● **Goal**
Show every line of the records below that contains the word "patch", matching its case exactly.

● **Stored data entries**
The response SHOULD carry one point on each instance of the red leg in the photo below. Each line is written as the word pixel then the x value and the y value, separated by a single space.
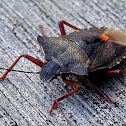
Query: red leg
pixel 115 72
pixel 99 92
pixel 42 31
pixel 61 26
pixel 36 61
pixel 72 83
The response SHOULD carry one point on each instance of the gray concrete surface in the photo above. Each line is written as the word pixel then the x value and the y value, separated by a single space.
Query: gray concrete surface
pixel 24 99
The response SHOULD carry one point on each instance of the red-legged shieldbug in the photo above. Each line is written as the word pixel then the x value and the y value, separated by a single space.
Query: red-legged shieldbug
pixel 81 53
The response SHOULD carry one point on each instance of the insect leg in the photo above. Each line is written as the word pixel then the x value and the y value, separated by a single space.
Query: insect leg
pixel 72 83
pixel 42 31
pixel 115 72
pixel 61 26
pixel 99 92
pixel 32 59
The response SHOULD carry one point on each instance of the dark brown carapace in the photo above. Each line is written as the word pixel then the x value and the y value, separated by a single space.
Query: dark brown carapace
pixel 81 53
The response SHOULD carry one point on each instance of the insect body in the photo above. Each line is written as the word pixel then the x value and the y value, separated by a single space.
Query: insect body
pixel 81 53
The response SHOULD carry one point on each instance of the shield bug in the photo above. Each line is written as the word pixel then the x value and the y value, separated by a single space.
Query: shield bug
pixel 81 53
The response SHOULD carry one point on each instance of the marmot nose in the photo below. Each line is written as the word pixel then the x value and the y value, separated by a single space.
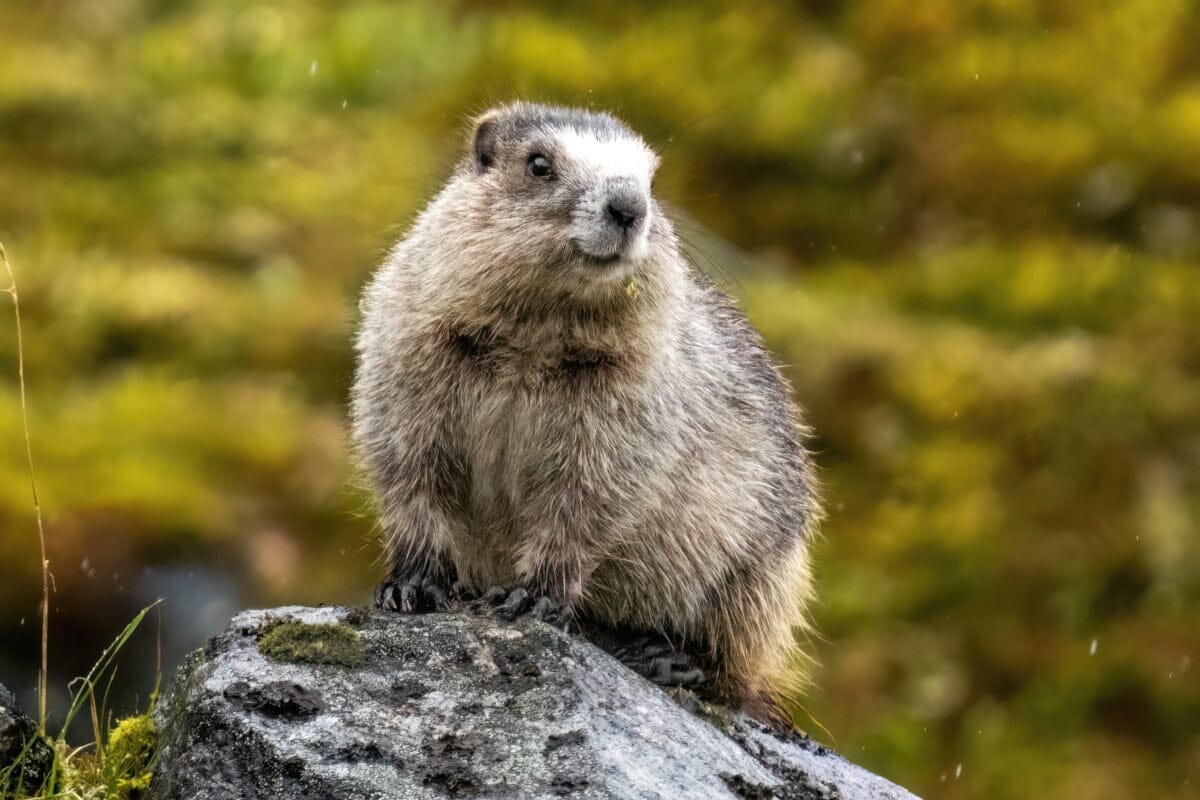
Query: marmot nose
pixel 625 210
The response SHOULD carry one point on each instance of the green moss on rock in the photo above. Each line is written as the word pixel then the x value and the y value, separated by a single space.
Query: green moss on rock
pixel 310 643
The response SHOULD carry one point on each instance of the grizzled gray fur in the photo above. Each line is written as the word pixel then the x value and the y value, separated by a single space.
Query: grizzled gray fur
pixel 550 397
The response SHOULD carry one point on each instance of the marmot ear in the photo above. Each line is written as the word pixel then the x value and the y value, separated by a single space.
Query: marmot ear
pixel 485 142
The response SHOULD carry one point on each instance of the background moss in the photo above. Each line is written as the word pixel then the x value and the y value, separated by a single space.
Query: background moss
pixel 970 232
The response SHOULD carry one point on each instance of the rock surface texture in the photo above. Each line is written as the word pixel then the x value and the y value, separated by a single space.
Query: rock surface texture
pixel 453 705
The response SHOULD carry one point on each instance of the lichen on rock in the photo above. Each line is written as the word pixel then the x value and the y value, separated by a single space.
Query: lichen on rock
pixel 453 705
pixel 292 642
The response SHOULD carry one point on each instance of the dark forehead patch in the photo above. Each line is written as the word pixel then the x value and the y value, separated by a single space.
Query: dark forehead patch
pixel 520 121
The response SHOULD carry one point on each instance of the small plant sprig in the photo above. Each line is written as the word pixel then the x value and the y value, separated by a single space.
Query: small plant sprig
pixel 33 486
pixel 120 765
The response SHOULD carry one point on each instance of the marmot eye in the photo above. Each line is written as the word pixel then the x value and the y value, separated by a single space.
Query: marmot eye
pixel 540 167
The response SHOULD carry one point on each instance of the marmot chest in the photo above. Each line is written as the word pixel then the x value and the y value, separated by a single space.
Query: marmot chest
pixel 515 398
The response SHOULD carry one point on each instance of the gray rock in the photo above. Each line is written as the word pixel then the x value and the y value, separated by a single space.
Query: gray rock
pixel 453 705
pixel 25 757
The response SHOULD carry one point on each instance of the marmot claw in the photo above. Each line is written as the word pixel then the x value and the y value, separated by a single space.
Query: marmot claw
pixel 517 602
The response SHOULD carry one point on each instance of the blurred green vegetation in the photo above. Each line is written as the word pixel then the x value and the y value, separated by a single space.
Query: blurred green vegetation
pixel 971 233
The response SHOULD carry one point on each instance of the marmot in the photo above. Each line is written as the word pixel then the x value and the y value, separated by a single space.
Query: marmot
pixel 550 398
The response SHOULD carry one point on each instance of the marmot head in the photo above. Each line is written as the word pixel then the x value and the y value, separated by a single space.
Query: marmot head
pixel 565 188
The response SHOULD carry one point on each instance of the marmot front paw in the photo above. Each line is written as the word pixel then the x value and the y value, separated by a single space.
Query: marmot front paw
pixel 514 603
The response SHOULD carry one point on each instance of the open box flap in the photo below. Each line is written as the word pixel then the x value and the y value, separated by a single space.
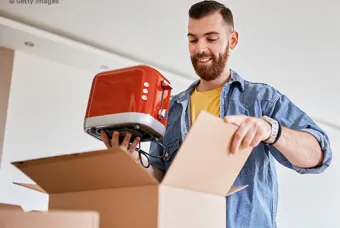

● **Answer to the problem**
The response SHOULD carry one point on each instance of the dark forehead patch in the photo above. Each line is written as the word pixel then the x value and the y value, separated by a single space.
Query: dark forehead patch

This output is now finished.